The Sweep1 command fits a surface through a series of profile curves that define the surface cross-sections and one curve that defines a surface edge.

Steps

1. Select a single rail curve.
2. Select cross-section curves in the order that the surface will pass through them.

Note

Select open curves near the same ends.
For closed curves, adjust the curve seams.

Tips

To create a single surface, the cross-section curves need to be compatible. If you use the Refit within option, the cross-section curves are refit with compatible cubic splines.
If you do not use the Refit within option, the cross-section curves are made compatible by degree elevation and knot addition. (The original curves are not modified.) You can specify the fitting tolerance for the cross-section curves with the Refit within option, but the fitting tolerance for the rail curve is controlled by Document Properties > Units > Absolute tolerance.
With closed rail curves, the first cross-section curve you select is added to the end of the list if you choose to create a closed surface.

Sweep 1 Rail Options

Style

The Freeform and Roadlike options determine how the frames along the rail are made. In many cases, the resulting surface is the same with all options.

### THE REQUEST
List every option that the Sweep1 command description above names as an option.

### DATA ROWS
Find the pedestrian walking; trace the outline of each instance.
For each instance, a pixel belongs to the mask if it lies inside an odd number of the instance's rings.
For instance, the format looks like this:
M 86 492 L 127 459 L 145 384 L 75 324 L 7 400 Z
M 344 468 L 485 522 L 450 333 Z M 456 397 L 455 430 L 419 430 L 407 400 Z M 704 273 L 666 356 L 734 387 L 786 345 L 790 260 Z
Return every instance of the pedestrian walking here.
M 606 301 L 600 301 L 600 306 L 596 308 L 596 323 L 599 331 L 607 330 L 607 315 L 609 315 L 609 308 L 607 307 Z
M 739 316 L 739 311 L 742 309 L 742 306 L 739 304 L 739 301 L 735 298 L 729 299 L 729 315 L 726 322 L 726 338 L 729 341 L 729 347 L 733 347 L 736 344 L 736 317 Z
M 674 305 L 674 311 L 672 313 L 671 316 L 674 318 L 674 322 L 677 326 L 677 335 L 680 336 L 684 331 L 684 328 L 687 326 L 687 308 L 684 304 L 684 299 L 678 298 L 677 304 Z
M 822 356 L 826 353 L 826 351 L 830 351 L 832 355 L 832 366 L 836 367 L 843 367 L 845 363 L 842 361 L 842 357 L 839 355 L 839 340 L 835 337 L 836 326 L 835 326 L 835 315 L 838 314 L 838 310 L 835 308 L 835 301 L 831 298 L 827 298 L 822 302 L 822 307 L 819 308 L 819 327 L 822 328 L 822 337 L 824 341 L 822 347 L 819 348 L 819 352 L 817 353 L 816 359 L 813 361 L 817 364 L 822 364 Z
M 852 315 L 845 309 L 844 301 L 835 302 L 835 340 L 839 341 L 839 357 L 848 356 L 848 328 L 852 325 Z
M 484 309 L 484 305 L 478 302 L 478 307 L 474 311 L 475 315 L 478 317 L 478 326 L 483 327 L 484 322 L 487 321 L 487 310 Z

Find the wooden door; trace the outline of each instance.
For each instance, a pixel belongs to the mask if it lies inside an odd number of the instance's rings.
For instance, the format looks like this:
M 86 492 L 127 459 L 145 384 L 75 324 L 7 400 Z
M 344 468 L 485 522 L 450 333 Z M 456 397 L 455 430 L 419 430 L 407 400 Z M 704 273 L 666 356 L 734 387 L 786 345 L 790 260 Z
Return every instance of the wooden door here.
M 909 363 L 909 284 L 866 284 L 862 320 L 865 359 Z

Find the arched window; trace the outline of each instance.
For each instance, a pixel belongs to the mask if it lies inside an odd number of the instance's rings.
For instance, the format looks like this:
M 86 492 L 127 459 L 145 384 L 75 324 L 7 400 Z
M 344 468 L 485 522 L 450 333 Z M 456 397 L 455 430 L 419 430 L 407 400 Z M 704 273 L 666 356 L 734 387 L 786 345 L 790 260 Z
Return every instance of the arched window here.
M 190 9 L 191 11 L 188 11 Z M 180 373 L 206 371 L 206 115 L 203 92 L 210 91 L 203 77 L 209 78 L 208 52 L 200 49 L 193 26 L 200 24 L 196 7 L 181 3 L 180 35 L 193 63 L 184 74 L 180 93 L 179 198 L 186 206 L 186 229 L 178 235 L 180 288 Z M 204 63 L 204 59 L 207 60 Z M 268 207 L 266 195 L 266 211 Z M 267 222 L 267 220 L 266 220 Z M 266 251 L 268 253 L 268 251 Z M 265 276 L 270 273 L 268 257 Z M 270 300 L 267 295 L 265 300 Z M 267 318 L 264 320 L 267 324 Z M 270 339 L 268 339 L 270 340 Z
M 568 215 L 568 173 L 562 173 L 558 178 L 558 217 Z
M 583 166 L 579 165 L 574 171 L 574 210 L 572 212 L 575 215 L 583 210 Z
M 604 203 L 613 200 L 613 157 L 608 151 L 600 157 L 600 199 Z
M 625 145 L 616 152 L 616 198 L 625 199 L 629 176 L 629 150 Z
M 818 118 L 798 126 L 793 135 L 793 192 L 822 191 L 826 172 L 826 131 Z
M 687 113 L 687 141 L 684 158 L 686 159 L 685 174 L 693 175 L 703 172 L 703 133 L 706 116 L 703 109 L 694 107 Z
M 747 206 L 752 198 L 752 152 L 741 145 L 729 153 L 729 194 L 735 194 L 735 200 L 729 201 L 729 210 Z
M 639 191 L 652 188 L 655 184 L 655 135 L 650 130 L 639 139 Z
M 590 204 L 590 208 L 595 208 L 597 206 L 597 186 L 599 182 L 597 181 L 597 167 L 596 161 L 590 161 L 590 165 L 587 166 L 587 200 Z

### ANSWER TO THE TASK
Refit within, Freeform, Roadlike